=== What the task asks ===
Please reproduce the following passage on Juno Technology's waste recycling process word for word, in full.

What Juno Tech does is enable the recycling of paper, pulp, fibres, even metals, contributing to the development of a more circular economy.

Patented separation and sanitisation process reduces solid waste destined for landfills

Using proprietary processes to separate and sanitise solid waste, Georgia-Pacific’s Juno Technology is looking to reduce the amount of waste sent to landfills. The company says its six-step process can recover up to 90% of the materials it processes.

The process involves using pressure and high temperature in customised autoclaves, or steam sterilisers, to turn the solid waste into a liquid, and paper into pulp. The waste is then run through a proprietary sorting system that pulls out paper fibres, which are used to make recycled products like boxes and paper towels.

Water from the process, which includes nutrients from food waste, is sent to an anaerobic digestion system, which produces biogas. This gas is then used to create steam or electricity to either power the Juno process, or can also be sold externally.

The remaining materials, which may contain metal or plastics are then removed using sorting processes, and are available as recycled raw materials.

A standard Juno Technology run recovers Juno Fiber – recycled paper fibers that can be turned back into food-safe paper-based packaging.  These fibres typically represent around 20% of the waste stream. Once recovered, using SCS Global, facilities that process and use Juno Fiber can become certified

Reducing waste to landfill a priority GHG reduction

According to the US EPA methane emissions from municipal solid waste (MSW) account for 14.5% of the total methane emitted. It is also the third-largest source of methane emissions in the US from human consumption. This equates to the annual GHG emissions from over 20 million passenger vehicles, or the CO2 emissions from nearly 12 million homes.

=== Raw records ===
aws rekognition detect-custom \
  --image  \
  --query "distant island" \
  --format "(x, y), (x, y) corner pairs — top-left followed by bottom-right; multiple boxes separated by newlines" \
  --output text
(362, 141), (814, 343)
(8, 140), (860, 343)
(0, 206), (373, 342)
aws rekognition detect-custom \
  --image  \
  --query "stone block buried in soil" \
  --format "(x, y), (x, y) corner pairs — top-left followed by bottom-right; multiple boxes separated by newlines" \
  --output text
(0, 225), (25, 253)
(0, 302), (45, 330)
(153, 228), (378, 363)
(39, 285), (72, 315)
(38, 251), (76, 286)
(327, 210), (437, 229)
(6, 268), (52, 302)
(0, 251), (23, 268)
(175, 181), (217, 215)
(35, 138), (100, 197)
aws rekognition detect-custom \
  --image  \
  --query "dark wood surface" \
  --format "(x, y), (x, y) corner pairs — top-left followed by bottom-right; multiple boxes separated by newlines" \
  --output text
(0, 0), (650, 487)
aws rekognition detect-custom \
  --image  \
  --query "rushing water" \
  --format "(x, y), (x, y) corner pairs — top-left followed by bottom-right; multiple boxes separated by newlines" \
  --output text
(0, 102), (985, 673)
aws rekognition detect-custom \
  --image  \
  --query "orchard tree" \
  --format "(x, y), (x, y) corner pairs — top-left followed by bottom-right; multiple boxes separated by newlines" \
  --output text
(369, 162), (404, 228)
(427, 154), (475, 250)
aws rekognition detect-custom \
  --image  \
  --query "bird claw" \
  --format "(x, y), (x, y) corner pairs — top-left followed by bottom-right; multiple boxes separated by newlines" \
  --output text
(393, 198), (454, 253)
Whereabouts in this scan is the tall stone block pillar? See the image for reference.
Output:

=== Correct result ===
What Juno Tech does is enable the recycling of paper, pulp, fibres, even metals, contributing to the development of a more circular economy.

Patented separation and sanitisation process reduces solid waste destined for landfills

Using proprietary processes to separate and sanitise solid waste, Georgia-Pacific’s Juno Technology is looking to reduce the amount of waste sent to landfills. The company says its six-step process can recover up to 90% of the materials it processes.

The process involves using pressure and high temperature in customised autoclaves, or steam sterilisers, to turn the solid waste into a liquid, and paper into pulp. The waste is then run through a proprietary sorting system that pulls out paper fibres, which are used to make recycled products like boxes and paper towels.

Water from the process, which includes nutrients from food waste, is sent to an anaerobic digestion system, which produces biogas. This gas is then used to create steam or electricity to either power the Juno process, or can also be sold externally.

The remaining materials, which may contain metal or plastics are then removed using sorting processes, and are available as recycled raw materials.

A standard Juno Technology run recovers Juno Fiber – recycled paper fibers that can be turned back into food-safe paper-based packaging.  These fibres typically represent around 20% of the waste stream. Once recovered, using SCS Global, facilities that process and use Juno Fiber can become certified

Reducing waste to landfill a priority GHG reduction

According to the US EPA methane emissions from municipal solid waste (MSW) account for 14.5% of the total methane emitted. It is also the third-largest source of methane emissions in the US from human consumption. This equates to the annual GHG emissions from over 20 million passenger vehicles, or the CO2 emissions from nearly 12 million homes.